[DESCRIPTION OF THE TASK]: Find each line below that contains the word "jacket" and copy every one of those lines in full.

[WORKING DATA]:
****************************************

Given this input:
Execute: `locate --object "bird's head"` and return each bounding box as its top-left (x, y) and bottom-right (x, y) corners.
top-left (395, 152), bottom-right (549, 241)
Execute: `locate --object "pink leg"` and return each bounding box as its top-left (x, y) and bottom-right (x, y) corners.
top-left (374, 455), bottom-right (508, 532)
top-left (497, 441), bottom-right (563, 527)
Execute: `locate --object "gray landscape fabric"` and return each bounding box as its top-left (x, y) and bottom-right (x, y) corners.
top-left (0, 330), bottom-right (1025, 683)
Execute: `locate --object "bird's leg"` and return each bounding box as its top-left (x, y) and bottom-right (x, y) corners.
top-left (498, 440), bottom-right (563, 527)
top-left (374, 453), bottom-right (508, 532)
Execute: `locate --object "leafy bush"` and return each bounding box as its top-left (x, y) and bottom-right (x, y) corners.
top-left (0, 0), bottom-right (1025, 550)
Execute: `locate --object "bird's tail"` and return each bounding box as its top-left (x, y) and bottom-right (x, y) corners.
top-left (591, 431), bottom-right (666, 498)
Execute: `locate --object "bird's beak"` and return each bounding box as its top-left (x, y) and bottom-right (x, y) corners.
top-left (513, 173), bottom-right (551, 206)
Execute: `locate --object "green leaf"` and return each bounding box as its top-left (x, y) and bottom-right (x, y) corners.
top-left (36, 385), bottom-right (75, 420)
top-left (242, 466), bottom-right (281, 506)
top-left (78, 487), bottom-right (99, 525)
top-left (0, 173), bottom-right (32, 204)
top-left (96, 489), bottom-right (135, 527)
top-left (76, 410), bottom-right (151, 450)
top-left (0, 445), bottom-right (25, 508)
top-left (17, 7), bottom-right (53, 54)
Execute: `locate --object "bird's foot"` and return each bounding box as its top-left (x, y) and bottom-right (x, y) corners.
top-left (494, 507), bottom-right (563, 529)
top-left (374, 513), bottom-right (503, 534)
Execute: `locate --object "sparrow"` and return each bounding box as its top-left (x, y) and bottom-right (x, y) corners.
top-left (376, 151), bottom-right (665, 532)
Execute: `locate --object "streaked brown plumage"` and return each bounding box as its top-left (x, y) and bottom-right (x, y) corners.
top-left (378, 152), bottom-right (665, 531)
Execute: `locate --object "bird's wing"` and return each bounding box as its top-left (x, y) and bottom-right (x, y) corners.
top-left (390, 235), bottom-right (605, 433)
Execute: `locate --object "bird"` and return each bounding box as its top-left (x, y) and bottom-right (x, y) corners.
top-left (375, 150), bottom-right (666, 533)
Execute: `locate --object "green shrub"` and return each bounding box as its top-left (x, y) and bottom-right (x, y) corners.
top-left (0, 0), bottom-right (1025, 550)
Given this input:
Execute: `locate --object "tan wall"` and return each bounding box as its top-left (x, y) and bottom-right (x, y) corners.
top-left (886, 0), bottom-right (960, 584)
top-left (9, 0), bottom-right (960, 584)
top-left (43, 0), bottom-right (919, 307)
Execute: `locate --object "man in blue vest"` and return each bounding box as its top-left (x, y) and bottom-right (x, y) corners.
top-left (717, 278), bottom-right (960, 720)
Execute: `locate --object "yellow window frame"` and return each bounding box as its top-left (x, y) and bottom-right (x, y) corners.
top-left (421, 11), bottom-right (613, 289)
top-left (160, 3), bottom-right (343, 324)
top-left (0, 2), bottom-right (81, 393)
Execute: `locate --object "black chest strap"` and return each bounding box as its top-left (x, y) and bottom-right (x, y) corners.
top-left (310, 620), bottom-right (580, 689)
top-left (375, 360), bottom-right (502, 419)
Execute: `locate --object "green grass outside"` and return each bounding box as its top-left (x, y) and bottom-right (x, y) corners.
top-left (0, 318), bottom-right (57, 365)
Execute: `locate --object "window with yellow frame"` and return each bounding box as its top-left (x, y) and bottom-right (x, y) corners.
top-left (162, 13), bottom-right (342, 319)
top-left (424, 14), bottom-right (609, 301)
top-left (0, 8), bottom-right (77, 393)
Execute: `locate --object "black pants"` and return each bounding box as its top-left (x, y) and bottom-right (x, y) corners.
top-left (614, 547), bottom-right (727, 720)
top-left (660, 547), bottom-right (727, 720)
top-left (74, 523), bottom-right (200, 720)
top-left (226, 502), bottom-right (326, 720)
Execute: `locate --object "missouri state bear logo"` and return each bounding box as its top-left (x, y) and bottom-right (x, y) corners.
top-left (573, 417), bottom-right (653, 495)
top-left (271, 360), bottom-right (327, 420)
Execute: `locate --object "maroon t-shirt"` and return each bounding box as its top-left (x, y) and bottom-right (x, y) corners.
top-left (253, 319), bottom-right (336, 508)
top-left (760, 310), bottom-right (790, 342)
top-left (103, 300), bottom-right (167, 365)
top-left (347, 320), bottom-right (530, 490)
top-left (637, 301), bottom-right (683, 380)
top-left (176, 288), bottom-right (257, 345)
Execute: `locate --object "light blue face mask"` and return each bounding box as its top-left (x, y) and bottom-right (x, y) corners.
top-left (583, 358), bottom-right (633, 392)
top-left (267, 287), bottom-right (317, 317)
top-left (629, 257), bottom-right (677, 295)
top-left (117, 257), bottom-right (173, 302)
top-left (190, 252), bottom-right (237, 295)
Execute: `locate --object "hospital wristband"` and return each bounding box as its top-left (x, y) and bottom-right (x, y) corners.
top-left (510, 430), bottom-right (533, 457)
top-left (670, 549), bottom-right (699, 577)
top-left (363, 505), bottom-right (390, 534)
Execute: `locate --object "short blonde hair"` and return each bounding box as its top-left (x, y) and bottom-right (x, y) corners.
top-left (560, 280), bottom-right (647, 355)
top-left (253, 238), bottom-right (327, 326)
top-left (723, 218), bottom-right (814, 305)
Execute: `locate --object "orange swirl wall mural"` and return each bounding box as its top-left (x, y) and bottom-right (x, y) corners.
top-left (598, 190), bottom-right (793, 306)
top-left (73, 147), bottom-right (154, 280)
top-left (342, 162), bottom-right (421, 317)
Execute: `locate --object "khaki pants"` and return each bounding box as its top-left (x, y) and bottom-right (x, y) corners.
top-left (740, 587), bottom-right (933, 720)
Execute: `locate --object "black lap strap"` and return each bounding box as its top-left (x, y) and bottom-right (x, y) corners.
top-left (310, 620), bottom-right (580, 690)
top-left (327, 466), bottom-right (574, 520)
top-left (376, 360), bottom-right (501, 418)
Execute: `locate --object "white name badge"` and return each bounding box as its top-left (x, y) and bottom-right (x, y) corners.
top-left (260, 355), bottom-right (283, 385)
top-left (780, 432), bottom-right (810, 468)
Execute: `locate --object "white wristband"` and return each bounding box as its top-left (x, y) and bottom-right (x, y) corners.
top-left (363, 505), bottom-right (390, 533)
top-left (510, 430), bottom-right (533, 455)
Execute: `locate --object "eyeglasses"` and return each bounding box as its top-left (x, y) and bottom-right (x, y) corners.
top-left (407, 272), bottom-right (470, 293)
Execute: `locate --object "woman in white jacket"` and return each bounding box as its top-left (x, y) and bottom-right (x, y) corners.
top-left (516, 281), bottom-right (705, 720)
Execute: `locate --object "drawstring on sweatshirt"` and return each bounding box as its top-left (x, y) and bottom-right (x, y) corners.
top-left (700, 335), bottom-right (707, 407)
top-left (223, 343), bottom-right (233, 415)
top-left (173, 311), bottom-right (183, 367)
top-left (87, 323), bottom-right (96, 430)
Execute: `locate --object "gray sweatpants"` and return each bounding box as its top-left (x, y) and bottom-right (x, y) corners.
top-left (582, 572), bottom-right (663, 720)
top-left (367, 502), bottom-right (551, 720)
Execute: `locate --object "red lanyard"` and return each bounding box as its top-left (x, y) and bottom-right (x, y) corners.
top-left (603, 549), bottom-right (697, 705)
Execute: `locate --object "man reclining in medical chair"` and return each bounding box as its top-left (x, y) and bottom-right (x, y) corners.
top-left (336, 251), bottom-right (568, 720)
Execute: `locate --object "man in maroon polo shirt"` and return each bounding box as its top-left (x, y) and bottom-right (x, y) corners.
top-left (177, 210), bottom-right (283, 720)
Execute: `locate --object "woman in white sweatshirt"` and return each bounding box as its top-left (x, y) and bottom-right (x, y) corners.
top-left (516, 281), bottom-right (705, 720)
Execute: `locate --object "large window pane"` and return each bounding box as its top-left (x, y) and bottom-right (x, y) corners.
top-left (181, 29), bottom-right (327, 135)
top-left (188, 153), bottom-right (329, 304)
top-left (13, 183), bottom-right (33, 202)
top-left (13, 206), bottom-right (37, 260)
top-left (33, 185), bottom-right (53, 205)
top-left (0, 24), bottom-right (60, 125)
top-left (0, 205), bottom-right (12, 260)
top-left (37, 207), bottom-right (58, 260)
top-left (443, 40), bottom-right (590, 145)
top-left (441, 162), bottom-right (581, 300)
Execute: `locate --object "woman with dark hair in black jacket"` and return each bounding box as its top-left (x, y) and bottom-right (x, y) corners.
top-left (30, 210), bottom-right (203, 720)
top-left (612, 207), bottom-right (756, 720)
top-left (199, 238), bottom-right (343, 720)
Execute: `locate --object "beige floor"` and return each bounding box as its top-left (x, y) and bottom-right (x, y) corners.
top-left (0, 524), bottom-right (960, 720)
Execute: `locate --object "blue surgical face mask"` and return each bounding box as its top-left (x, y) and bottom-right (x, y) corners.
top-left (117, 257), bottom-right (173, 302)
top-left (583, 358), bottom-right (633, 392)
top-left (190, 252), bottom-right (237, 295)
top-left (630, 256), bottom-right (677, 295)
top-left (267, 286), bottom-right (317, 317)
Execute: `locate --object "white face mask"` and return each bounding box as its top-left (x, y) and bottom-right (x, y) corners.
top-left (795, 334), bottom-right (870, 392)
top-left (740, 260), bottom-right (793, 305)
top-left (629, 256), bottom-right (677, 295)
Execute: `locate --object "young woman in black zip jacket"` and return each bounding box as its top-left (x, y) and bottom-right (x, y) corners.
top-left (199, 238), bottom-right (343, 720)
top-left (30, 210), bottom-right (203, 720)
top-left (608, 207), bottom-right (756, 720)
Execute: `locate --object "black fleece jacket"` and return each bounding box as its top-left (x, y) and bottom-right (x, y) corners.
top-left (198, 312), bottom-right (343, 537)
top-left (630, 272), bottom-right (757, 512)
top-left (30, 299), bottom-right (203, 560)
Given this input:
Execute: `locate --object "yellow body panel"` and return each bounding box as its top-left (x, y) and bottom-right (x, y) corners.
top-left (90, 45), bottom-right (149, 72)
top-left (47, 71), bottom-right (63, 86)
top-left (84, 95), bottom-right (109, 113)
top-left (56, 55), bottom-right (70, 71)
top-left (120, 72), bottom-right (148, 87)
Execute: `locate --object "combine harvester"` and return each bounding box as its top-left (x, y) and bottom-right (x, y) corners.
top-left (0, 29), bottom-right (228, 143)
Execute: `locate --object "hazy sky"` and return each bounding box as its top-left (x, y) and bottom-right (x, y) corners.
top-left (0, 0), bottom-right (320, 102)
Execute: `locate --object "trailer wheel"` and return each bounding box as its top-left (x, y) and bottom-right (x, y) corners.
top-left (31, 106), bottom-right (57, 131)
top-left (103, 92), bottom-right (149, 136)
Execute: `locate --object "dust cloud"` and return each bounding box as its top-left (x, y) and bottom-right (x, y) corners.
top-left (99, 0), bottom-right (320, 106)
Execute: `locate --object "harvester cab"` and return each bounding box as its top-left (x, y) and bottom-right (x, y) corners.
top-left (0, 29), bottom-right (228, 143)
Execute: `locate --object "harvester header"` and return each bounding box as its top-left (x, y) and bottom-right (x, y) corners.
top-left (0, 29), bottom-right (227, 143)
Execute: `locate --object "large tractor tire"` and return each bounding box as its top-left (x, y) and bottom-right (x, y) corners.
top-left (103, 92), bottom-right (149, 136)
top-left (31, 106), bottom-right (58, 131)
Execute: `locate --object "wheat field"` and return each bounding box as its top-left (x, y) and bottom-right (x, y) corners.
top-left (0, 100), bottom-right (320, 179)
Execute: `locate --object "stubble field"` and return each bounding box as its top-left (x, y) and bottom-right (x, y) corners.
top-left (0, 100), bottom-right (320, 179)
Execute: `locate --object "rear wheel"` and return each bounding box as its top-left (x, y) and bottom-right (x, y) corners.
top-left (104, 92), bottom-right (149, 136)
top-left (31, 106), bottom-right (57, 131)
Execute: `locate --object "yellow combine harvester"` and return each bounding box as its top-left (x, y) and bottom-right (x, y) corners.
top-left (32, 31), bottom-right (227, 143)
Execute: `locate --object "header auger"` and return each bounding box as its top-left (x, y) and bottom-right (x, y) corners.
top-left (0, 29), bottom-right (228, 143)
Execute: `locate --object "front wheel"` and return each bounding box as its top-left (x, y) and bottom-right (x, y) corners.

****************************************

[PROBLEM SOLUTION]:
Execute: `locate --object "woman in white jacket"` and return each bounding box as its top-left (x, y) and bottom-right (x, y) corners.
Execute: `locate --object "woman with dark hair in black jacket"` and return each bounding box as its top-left (x, y) and bottom-right (x, y) corners.
Execute: `locate --object "young woman in black zip jacket"` and return each bounding box as its top-left (x, y) and bottom-right (x, y) corners.
Execute: `locate --object "black fleece jacket"` and return each bounding box as its top-left (x, y) and bottom-right (x, y) corners.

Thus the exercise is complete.